##### DATASET ENTRIES #####
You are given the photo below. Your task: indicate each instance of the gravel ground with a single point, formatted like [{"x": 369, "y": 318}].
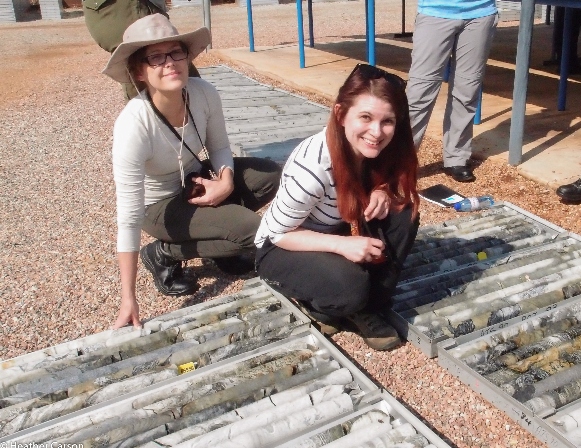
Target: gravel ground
[{"x": 58, "y": 272}]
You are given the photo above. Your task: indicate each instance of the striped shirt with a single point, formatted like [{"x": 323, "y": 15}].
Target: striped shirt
[{"x": 306, "y": 197}]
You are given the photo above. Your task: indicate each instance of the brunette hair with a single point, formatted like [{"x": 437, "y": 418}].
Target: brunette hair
[{"x": 394, "y": 170}]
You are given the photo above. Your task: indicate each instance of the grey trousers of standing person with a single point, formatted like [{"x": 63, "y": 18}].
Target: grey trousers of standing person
[
  {"x": 222, "y": 231},
  {"x": 434, "y": 41}
]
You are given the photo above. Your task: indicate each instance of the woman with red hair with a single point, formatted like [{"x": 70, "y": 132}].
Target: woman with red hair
[{"x": 336, "y": 235}]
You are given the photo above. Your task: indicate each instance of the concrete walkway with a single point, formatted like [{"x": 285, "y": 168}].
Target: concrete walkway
[{"x": 552, "y": 141}]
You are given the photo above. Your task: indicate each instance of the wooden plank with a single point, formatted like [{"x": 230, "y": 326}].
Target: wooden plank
[
  {"x": 272, "y": 110},
  {"x": 261, "y": 120},
  {"x": 237, "y": 126}
]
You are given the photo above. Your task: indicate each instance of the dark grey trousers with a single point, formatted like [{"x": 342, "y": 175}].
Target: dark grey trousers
[
  {"x": 332, "y": 285},
  {"x": 222, "y": 231}
]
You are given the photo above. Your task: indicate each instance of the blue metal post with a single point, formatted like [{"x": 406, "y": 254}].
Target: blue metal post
[
  {"x": 250, "y": 25},
  {"x": 301, "y": 34},
  {"x": 367, "y": 30},
  {"x": 565, "y": 52},
  {"x": 311, "y": 33},
  {"x": 521, "y": 74},
  {"x": 371, "y": 36}
]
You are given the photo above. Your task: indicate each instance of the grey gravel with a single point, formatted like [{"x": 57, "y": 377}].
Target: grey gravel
[{"x": 58, "y": 272}]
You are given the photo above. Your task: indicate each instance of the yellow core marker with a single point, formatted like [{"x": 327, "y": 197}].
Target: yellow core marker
[{"x": 187, "y": 367}]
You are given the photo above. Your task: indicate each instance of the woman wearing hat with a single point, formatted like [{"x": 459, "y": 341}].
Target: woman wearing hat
[{"x": 158, "y": 140}]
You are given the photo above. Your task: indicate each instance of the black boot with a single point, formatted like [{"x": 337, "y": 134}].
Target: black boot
[
  {"x": 570, "y": 192},
  {"x": 167, "y": 271}
]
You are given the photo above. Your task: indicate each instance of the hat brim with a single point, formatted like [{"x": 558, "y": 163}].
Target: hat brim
[{"x": 196, "y": 42}]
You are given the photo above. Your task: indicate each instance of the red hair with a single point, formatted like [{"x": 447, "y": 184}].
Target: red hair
[{"x": 394, "y": 170}]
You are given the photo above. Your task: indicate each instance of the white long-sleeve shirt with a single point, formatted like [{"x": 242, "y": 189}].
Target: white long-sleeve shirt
[
  {"x": 306, "y": 197},
  {"x": 145, "y": 155}
]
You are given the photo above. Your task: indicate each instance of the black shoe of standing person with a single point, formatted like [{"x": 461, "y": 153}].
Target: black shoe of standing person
[
  {"x": 167, "y": 271},
  {"x": 460, "y": 173},
  {"x": 570, "y": 192}
]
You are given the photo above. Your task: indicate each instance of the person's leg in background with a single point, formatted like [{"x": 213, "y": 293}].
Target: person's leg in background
[
  {"x": 433, "y": 42},
  {"x": 470, "y": 55}
]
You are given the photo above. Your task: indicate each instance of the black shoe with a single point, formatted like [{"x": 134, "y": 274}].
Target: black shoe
[
  {"x": 570, "y": 192},
  {"x": 236, "y": 265},
  {"x": 460, "y": 173},
  {"x": 167, "y": 271}
]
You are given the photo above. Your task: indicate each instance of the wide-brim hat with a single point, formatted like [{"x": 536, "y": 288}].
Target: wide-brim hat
[{"x": 150, "y": 30}]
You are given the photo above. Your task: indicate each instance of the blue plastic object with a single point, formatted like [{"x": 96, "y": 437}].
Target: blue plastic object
[{"x": 472, "y": 204}]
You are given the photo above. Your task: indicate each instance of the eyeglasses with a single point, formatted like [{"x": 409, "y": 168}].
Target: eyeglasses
#####
__PROBLEM__:
Retype the lines above without alteration. The first is the one containing "the blue plastic", and the last is the final line of the data.

__ANSWER__:
You are given the photo above. Your task: indicate each instance of the blue plastic object with a single point, formatted like [{"x": 96, "y": 437}].
Target: blue plastic object
[{"x": 472, "y": 204}]
You are given the photo above. Your task: indicate each instance of the eyeglasses with a single point, formatted like [{"x": 409, "y": 168}].
Target: eyeglasses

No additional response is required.